> **Selected excerpt**:
*** Block opens ***

INDIA BUSINESS WORLD OCTOBER (1st - 20th) 2007
The Month that was ...
RANBAXY UPS ZENOTECH STAKE TO 45%
Ranbaxy Laboratories has taken control of Hyderabad-based biotech company Zenotech by increasing its stake in the latter to 45% from 7%, for Rs 214 crore. The buyout is valued at Rs 160 per share.
Ranbaxy will buy 22% stake from Zenotech MD Jayaram Chigurupati and another 16% through preferential allotment of shares. Additionally, Ranbaxy will make an open offer to buy up to 20% stake at Rs 160 per share or as determined by Securities and Exchange Board of India (Sebi).
Ranbaxy would fund the buyout through internal accruals and debt. Rabo Bank and Yes Bank were the advisors to Ranbaxy and Zenotech, respectively.
The takeover will provide Ranbaxy immediate access to biosimilar and oncology segments - two key drugs segments where the Indian major did not have a presence. The global market size for biosimilar is around $65 billion while the oncology market is valued around $35 billion.
"The strategic partnership will help Ranbaxy to significantly enhance its product portfolio in niche segments which has high growth opportunities. The increasing importance of biologics in the global pharmaceutical industry and the opening up of the generic biologics in the regulated market makes it opportune for Ranbaxy to enhance its presence in this area," Ranbaxy CEO Malvinder Singh said.
With Zenotech, Ranbaxy plans to start launching a range of products in the niche oncology and biosimilar markets shortly. Ranbaxy plans to launch 6-7 special injectable oncology drugs in 2008-09 in the US. The company also plans to launch biosimilar drugs in EU markets by 2010-2011.
"Zenotech has one of the best biosimilar pipelines globally which is worth $23 billion. We will start launching biosimilars in emerging and developing markets and later to the regulated markets in the EU and US, "Mr. Singh added.

*** Block closes ***

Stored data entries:
*** Block opens ***

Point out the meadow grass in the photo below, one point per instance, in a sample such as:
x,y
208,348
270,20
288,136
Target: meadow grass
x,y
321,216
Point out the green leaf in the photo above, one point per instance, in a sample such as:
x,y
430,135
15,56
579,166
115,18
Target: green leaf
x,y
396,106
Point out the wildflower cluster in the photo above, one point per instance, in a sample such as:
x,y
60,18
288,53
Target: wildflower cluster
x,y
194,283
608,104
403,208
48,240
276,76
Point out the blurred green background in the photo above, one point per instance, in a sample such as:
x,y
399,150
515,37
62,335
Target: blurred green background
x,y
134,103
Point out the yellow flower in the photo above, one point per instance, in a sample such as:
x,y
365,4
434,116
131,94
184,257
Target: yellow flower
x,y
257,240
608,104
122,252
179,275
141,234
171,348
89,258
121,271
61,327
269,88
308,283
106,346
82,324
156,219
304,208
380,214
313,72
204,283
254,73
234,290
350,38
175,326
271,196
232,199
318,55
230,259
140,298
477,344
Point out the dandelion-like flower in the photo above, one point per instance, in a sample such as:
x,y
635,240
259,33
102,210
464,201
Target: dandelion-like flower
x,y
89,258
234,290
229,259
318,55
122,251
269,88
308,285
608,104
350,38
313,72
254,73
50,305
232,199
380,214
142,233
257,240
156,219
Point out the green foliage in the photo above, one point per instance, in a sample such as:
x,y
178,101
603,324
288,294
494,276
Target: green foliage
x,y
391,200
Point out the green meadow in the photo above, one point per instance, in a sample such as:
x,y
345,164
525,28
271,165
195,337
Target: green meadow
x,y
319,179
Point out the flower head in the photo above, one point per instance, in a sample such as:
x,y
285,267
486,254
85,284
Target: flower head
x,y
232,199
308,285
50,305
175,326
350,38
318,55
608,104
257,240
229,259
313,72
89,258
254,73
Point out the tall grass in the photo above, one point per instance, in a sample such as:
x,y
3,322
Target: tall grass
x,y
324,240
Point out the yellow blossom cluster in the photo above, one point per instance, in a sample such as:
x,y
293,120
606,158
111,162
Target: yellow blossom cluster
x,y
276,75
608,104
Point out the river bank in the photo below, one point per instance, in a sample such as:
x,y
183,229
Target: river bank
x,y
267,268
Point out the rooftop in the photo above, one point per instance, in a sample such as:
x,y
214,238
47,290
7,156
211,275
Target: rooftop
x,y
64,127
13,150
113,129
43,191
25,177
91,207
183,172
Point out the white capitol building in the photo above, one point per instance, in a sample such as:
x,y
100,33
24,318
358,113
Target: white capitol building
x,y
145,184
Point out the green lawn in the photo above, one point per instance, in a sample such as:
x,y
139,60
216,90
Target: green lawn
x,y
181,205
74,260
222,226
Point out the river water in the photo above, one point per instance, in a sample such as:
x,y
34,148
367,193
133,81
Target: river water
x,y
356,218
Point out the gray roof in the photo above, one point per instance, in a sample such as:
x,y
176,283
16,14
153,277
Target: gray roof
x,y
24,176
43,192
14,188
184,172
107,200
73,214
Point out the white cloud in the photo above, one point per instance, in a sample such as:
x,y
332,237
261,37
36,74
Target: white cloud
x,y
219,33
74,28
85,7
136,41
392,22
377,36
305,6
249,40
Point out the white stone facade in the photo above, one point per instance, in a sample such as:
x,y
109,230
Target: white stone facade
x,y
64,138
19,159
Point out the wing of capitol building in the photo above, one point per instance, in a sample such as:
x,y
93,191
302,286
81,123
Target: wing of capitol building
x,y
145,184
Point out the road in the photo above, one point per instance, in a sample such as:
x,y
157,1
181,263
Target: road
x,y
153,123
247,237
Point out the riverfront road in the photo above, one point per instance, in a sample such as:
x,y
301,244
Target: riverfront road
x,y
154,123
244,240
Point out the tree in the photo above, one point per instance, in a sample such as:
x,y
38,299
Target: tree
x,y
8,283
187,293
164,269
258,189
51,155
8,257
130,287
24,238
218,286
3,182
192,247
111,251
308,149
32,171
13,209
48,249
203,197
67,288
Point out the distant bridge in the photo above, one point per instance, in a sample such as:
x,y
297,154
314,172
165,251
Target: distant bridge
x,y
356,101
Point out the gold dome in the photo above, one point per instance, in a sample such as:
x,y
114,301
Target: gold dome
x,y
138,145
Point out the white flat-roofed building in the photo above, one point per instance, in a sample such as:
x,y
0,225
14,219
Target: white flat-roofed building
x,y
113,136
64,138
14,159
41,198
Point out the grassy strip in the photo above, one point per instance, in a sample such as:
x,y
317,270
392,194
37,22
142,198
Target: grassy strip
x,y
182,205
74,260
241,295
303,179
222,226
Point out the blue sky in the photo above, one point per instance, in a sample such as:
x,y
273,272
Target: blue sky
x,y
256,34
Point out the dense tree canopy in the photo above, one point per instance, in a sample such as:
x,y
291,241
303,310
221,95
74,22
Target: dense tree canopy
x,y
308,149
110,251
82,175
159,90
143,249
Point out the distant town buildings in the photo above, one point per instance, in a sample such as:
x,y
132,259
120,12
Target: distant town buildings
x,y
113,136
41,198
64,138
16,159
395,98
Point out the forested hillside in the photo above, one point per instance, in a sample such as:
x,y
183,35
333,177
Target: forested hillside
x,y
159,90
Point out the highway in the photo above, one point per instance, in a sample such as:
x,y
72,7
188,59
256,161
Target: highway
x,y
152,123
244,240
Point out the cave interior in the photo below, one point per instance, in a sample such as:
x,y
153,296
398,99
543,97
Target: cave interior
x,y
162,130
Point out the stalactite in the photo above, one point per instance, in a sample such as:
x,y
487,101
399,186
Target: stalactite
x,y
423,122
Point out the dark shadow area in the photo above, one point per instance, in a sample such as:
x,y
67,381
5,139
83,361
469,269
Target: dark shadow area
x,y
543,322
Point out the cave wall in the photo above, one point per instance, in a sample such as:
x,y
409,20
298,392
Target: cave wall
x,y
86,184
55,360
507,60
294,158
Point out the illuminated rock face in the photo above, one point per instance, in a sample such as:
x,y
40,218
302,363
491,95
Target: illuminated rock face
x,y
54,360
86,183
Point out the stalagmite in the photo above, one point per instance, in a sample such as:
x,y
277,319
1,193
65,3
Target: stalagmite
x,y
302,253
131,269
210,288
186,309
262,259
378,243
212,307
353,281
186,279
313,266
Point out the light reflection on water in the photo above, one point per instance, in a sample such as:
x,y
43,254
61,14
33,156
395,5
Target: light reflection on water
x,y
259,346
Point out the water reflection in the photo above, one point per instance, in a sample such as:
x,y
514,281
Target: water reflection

*** Block closes ***

> **Exercise A**:
According to the article on Ranbaxy's Zenotech stake, who advised Zenotech on the deal?
> **Exercise B**:
From the article on Ranbaxy's Zenotech stake, return the passage between "The takeover will" and "around $35 billion.", inclusive.
The records were taken from a separate source and are unrelated to the article.

> **Task solution A**:
Yes Bank advised Zenotech.

> **Task solution B**:
The takeover will provide Ranbaxy immediate access to biosimilar and oncology segments - two key drugs segments where the Indian major did not have a presence. The global market size for biosimilar is around $65 billion while the oncology market is valued around $35 billion.